EXERCISE TEXT:

= = = = =

The results of Makenna's blood test were delivered today. The whole thing is a little surreal. I had a phone call scheduled with the neurologist who ordered the confirmatory testing. She called promptly at 2:00 to discuss the findings. The test results confirmed that Makenna does indeed have HGPPS. It didn't come as a schock to me and I was already comfortable with that diagnosis; as soon as the researcher in LA told me the MRI was consistent with the findings, I pretty much accepted it. Having these results, though, makes it final. Although I've been saying for months that she has HGPPS, technically, I couldn't really say that because there wasn't conclusive data to support that - other that her MRI. Now it's all there. We have a diagnosis, we have a cause for the scoliosis and I have closure on my seemingly never-ending quest for answers.
When I was anticipating the call, my biggest fear would be that she would tell me the findings were inconclusive or worse yet, that Makenna didn't have HGPPS. Then we'd all be back at square one, and I'm not sure I'd last another round of all this drama. It's been time consuming, emotionally draining, and sent all of our lives into a whirwind that no one can anticipate or plan for.

= = = = =

SUPPLIED INFORMATION:
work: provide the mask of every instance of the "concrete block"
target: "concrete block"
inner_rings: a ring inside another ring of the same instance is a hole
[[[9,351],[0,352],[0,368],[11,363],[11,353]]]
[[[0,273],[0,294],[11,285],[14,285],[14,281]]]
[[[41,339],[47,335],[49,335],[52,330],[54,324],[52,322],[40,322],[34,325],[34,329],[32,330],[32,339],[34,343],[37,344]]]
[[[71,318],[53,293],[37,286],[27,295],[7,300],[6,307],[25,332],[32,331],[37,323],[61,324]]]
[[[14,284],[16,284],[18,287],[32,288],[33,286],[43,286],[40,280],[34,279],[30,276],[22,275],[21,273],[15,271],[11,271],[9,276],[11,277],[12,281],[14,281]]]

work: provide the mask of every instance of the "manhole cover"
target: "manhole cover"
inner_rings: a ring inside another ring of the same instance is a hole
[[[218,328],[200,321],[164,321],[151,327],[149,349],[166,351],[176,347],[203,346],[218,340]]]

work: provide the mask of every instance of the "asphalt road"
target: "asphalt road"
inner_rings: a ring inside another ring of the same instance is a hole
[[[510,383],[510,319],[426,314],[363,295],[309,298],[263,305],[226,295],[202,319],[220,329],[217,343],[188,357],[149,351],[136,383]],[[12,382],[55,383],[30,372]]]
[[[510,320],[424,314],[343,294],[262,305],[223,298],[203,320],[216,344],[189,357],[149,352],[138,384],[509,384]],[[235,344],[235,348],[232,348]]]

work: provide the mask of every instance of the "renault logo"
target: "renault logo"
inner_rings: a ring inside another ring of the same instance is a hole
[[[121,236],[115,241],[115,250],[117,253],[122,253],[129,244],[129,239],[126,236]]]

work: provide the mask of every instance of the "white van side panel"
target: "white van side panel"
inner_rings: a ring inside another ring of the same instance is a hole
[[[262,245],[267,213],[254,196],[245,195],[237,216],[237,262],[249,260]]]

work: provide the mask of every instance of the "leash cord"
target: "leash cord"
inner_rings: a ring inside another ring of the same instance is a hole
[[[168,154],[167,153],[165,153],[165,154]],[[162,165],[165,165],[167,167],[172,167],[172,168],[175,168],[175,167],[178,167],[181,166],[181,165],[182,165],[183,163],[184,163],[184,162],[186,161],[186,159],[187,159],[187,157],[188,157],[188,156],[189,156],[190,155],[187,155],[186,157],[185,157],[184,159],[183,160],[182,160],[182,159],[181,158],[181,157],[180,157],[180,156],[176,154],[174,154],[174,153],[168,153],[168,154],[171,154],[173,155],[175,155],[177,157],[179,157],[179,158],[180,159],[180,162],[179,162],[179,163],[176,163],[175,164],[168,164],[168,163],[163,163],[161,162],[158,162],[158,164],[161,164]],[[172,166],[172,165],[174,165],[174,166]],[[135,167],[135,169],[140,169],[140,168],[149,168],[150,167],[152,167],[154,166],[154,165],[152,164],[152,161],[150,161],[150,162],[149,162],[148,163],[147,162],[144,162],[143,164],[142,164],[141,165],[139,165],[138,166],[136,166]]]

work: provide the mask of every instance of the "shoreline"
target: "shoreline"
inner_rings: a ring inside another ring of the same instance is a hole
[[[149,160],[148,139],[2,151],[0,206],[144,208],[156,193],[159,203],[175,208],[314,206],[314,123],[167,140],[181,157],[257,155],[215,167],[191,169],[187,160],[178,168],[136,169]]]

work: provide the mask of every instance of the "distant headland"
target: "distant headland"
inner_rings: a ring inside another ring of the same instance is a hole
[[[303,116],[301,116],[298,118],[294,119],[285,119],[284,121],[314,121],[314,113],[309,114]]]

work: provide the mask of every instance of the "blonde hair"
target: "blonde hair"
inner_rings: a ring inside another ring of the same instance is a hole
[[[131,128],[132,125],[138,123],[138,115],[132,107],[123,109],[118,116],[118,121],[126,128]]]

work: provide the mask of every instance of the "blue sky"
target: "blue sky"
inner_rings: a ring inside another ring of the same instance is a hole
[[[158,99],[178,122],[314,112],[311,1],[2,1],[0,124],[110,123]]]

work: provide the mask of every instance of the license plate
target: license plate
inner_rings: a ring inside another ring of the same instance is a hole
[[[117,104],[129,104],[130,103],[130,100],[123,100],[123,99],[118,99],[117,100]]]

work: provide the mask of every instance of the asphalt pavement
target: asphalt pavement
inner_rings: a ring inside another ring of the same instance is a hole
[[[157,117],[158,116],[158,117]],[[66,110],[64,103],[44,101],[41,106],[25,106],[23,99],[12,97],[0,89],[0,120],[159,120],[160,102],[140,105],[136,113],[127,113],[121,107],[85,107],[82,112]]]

= = = = =

TASK INSTRUCTIONS:
- A) Answer these from the post about Makenna's blood test:
(i) At what time did the neurologist call?
(ii) Besides giving a diagnosis, what do the results provide a cause for?
(iii) While waiting for the call, what did the writer fear most?
- B) Print the passage of the post about Makenna's blood test starting with "When I was anticipating" and going on through "or plan for.".
The material has no connection to the post about Makenna's blood test.

REPLIES:
- A)
(i) 2:00.
(ii) The scoliosis.
(iii) That the findings would be inconclusive or, worse, that Makenna didn't have HGPPS.

- B)
When I was anticipating the call, my biggest fear would be that she would tell me the findings were inconclusive or worse yet, that Makenna didn't have HGPPS. Then we'd all be back at square one, and I'm not sure I'd last another round of all this drama. It's been time consuming, emotionally draining, and sent all of our lives into a whirwind that no one can anticipate or plan for.